→ ASSIGNMENT: Copy out every line of the data that has the word "segment" somewhere in it.
--- RECORDS SUPPLIED Enclosed Below ---
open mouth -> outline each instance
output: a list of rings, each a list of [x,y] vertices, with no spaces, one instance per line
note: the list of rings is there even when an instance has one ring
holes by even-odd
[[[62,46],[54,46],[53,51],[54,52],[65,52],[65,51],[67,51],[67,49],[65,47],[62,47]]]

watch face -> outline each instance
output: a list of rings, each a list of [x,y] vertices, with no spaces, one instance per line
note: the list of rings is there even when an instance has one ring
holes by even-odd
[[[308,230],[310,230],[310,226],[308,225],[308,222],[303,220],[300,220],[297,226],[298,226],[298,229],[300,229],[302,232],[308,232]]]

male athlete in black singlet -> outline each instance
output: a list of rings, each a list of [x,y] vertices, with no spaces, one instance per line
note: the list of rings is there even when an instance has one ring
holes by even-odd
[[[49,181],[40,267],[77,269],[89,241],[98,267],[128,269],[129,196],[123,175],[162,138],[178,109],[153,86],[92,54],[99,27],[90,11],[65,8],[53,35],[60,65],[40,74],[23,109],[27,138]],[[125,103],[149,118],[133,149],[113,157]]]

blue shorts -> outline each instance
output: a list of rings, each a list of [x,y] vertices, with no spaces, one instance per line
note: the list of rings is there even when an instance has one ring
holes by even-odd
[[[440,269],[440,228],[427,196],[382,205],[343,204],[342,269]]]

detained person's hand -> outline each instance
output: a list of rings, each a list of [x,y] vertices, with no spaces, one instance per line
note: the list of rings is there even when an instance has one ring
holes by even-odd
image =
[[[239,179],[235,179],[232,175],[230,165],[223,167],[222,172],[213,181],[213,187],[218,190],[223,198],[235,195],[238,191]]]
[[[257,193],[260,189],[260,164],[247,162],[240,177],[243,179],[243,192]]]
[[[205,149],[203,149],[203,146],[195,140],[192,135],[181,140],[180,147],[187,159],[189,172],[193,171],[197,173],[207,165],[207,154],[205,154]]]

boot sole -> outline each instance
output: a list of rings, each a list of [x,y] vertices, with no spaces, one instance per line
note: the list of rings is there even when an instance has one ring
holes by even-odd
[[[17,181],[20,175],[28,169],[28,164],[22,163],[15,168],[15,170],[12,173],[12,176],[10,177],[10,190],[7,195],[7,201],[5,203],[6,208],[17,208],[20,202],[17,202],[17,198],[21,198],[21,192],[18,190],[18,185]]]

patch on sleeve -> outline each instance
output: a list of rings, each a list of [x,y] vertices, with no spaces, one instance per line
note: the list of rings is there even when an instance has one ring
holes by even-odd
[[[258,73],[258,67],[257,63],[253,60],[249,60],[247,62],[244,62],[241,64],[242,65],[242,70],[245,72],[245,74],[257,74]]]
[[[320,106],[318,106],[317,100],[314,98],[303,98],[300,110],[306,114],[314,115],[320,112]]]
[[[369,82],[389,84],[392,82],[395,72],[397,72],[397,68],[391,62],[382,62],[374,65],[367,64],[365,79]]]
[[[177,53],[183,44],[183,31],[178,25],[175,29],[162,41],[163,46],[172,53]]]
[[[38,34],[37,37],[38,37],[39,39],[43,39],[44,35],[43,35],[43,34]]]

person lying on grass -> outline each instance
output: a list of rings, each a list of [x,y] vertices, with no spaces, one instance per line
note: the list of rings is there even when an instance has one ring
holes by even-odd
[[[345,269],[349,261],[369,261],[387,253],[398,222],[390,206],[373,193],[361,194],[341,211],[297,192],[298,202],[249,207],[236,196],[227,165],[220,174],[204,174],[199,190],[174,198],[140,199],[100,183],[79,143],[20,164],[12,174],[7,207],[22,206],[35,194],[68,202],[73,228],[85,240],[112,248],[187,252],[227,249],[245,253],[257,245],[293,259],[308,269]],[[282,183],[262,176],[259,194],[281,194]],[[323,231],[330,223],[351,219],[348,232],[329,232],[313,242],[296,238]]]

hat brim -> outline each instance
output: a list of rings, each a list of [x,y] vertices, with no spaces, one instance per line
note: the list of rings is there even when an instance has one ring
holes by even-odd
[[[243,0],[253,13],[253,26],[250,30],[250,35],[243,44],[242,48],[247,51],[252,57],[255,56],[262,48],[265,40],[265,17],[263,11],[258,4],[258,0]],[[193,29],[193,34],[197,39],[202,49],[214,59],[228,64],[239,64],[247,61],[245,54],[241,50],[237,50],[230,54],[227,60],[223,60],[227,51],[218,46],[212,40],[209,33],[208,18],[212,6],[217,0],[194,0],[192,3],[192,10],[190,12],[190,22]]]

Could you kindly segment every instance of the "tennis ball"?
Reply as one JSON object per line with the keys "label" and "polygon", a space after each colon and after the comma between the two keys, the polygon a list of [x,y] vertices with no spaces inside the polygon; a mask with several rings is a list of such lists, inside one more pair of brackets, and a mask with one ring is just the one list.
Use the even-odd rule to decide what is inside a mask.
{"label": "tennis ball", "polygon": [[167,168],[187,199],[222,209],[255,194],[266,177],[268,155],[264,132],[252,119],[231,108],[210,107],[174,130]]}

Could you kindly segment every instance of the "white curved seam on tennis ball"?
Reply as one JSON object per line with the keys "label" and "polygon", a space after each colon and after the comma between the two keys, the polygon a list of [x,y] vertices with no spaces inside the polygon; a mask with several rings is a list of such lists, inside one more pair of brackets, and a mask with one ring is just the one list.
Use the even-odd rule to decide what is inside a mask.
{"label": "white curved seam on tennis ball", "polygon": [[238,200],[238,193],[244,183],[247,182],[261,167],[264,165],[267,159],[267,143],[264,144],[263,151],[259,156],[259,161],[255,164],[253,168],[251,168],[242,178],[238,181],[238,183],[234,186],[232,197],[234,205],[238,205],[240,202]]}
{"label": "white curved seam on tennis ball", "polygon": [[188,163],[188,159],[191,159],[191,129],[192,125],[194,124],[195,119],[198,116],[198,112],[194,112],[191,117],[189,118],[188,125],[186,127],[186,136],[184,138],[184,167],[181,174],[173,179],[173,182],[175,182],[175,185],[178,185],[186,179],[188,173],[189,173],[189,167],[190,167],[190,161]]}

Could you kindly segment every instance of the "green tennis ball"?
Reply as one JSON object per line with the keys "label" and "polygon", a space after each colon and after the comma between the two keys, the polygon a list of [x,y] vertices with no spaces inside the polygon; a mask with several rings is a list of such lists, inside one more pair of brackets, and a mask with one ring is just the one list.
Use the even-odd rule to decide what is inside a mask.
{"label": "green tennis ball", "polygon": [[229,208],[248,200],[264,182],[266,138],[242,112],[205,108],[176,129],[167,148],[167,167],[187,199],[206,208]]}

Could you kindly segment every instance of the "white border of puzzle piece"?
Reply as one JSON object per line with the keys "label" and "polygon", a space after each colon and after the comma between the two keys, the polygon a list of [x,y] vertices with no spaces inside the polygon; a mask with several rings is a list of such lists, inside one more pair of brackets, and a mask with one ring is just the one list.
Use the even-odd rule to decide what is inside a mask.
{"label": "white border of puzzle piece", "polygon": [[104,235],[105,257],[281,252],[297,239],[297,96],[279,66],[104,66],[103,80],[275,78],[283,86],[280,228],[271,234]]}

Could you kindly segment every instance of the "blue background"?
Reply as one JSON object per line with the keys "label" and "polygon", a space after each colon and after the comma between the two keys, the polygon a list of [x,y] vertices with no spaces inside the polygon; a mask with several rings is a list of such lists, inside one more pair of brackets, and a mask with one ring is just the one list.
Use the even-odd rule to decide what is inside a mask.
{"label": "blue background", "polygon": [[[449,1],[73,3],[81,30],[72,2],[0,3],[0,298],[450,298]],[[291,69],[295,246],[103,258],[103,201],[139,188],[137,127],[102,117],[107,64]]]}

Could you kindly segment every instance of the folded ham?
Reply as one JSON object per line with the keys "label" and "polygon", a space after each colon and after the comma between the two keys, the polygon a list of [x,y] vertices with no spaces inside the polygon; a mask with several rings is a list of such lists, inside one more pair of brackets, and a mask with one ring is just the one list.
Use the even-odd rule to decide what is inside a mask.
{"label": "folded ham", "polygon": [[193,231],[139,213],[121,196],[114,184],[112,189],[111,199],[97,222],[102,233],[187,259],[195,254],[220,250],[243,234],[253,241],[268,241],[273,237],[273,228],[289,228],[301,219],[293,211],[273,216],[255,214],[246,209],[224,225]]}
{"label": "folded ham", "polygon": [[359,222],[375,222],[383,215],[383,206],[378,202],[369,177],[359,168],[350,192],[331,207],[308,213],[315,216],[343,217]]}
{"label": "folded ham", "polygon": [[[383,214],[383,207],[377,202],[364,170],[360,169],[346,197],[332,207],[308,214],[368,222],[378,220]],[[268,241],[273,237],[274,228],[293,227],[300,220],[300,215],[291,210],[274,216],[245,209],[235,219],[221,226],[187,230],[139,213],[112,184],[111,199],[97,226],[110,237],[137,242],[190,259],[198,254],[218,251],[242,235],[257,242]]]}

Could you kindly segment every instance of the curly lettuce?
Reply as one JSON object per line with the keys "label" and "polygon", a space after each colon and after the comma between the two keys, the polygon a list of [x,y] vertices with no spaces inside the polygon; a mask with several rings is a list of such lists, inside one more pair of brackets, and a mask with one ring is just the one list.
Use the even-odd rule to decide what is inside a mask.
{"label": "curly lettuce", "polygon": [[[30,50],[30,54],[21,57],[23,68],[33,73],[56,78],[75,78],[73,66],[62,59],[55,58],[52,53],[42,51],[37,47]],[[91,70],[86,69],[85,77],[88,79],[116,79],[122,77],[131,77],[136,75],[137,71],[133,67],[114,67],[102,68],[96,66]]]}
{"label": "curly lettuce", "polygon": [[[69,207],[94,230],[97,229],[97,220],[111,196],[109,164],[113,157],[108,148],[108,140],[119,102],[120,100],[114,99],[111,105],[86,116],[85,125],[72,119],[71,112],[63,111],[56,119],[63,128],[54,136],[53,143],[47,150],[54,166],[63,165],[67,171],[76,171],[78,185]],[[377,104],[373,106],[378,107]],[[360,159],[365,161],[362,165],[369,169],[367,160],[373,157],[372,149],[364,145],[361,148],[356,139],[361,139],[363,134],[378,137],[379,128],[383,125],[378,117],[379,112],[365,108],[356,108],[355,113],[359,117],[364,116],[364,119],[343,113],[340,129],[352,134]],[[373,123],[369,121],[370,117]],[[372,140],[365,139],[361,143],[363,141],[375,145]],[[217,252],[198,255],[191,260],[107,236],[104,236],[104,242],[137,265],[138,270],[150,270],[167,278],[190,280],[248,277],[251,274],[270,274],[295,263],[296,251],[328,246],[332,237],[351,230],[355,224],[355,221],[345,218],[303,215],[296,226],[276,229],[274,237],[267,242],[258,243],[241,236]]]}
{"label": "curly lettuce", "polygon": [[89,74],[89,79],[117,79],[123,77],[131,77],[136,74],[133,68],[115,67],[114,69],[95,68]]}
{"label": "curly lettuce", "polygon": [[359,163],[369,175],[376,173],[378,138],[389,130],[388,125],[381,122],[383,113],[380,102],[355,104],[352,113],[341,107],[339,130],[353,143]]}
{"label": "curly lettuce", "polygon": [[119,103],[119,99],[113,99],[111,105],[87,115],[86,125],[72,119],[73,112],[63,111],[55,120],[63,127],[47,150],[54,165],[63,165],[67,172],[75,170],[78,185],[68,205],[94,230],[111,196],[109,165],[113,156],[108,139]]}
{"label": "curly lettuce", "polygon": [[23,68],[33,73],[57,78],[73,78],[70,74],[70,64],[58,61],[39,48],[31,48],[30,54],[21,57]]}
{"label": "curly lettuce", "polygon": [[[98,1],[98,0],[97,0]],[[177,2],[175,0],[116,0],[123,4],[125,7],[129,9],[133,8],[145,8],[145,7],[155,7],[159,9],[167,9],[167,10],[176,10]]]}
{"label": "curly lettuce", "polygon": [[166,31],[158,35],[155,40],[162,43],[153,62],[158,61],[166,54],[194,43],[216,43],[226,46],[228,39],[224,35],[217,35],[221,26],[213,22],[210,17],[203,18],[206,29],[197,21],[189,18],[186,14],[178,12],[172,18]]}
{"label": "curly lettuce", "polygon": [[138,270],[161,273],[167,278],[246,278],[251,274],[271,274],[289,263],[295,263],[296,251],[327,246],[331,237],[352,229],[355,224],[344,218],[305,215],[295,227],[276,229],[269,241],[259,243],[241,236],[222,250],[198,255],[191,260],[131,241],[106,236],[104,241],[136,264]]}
--- End of Enclosed RECORDS SUPPLIED ---
→ EXERCISE SOLUTION:
Could you kindly segment every instance of the "tennis ball"?
Could you kindly segment every instance of the "white curved seam on tennis ball"?
Could you kindly segment every instance of the "green tennis ball"?
Could you kindly segment every instance of the "white border of puzzle piece"?
Could you kindly segment every instance of the "blue background"?
Could you kindly segment every instance of the folded ham?
Could you kindly segment every instance of the curly lettuce?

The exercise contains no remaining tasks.